Chère Madame Deneuve,
Permettez moi de vous appeler Madame, car on ne badine pas avec une star et encore moins avec une femme de votre acabit qui a mis le cinéma français dans sa poche sans jamais le faire plier sous son règne. Votre élégance, votre aura, votre classe naturelle mais aussi votre manière de ne jamais tirer la couverture à vous malgré votre liberté quasi intégrale, vous permet encore aujourd'hui d'aller vers tous les projets, d'attirer à vous comme un aimant aussi bien les cinéastes renommés que les jeunes metteurs en scène. Vous n'hésitez pas à défricher tous les sentiers qu'ils soient battus ou rebattus, vous moquant de votre image d'icône sur papier glacé, préférant l'audace au confort, la liberté à l'enfermement dans une prison dorée. Vous osez, chère madame, aller là où on ne vous attend pas, et entre les lignes, se dessine une carrière à nulle autre pareille qui ne lasse pas d'impressionner.
__________
= Consigne rédigée =
Poursuivez la lettre adressée à Madame Deneuve à partir de sa dernière phrase. Le listing qui suit constitue un matériau distinct de la lettre adressée à Madame Deneuve.
__________
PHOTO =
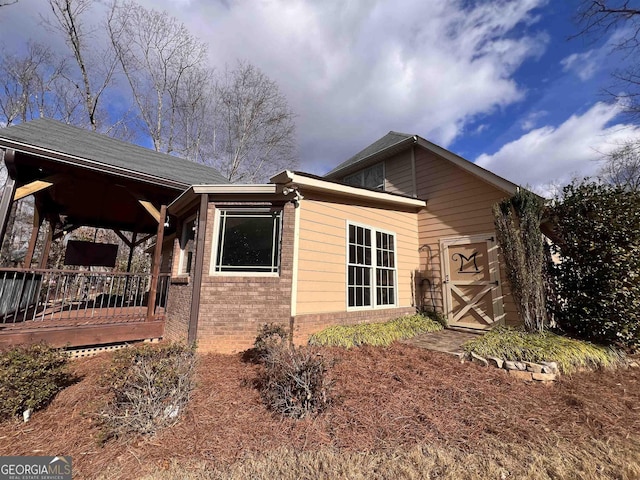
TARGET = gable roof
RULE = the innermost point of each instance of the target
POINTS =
(390, 140)
(394, 142)
(70, 144)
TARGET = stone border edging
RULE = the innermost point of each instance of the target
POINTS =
(545, 372)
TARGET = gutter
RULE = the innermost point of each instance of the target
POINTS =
(298, 181)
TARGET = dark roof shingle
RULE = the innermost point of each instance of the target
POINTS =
(385, 142)
(66, 139)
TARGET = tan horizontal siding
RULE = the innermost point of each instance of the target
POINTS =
(458, 204)
(322, 252)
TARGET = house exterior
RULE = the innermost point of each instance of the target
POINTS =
(472, 291)
(402, 225)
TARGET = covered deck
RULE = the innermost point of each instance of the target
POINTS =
(79, 179)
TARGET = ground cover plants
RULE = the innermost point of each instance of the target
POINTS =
(399, 411)
(30, 377)
(149, 387)
(518, 345)
(293, 381)
(375, 334)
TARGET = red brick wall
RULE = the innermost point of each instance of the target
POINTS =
(233, 307)
(305, 325)
(176, 325)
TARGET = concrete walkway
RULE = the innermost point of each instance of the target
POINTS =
(448, 341)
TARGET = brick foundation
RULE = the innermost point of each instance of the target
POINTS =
(176, 325)
(233, 307)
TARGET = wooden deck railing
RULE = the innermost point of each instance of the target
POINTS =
(31, 295)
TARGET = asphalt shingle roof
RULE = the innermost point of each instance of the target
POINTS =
(385, 142)
(62, 138)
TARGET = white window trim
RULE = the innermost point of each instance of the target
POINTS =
(181, 261)
(216, 241)
(374, 264)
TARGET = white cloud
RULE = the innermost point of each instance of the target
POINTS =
(584, 65)
(355, 70)
(556, 154)
(531, 120)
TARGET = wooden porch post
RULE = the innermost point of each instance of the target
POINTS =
(157, 253)
(198, 269)
(6, 199)
(37, 223)
(132, 246)
(47, 244)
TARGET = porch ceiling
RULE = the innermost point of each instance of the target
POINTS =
(89, 198)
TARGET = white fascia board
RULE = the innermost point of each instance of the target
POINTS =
(231, 189)
(308, 183)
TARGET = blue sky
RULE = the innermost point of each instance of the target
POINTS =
(495, 81)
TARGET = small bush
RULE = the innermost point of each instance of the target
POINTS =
(294, 381)
(376, 334)
(151, 385)
(597, 284)
(270, 336)
(568, 353)
(30, 376)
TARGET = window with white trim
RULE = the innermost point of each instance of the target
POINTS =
(187, 246)
(371, 267)
(248, 241)
(371, 177)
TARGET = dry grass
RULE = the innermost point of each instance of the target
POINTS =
(593, 460)
(391, 404)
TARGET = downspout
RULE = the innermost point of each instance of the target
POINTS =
(198, 270)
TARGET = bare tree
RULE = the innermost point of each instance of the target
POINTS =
(29, 84)
(96, 67)
(195, 115)
(621, 167)
(598, 18)
(159, 58)
(254, 136)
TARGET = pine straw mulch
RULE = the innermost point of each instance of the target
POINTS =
(384, 398)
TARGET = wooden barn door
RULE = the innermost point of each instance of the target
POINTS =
(471, 281)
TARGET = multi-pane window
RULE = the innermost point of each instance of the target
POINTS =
(248, 241)
(371, 267)
(371, 177)
(385, 269)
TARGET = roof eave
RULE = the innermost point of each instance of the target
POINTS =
(89, 164)
(470, 167)
(304, 183)
(248, 191)
(374, 157)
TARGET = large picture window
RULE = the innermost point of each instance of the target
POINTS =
__________
= Résultat ci-dessous =
Vous dire aujourd'hui toute mon admiration alors que le Festival Lumière s'apprête à vous célébrer est bien le moins que je puisse faire. Car d'aussi loin que je me souvienne votre présence en filigrane de ma vie de cinéphile a toujours été un marqueur fort, vous laissiez votre empreinte sur mon cœur par nombre de vos rôles marquants, et je vous retrouvais bon an, mal an, dans la liste de mes favorites. Nulle question ici de dresser une hagiographie, vous avez comme tout le monde fait des choix plus hasardeux qui auront remplis la besace des sceptiques, mais aucun n'aura terni votre réputation ou ne vous aura mis sur la touche. Vous pouviez vous tromper, vous n'en étiez pas moins une star débordante d'humanité, jamais lisse comme certains se plaisaient à le croire mais au contraire intrigante et vivante jusque dans vos aspérités. Aussi bien grande tragédienne que douée pour la comédie, sachant pianoter sur la gamme insensée de votre talent et sans jamais nous perdre, vous poursuivez votre route, faisant fi des conventions que d'aucuns de votre confrérie se sont faits une spécialité. Vous ne faites partie d'aucune famille mais vous êtes partie prenante de toutes les sensibilités touchant à tout, allant partout, le risque n'étant à vos yeux que le corollaire de vos envies.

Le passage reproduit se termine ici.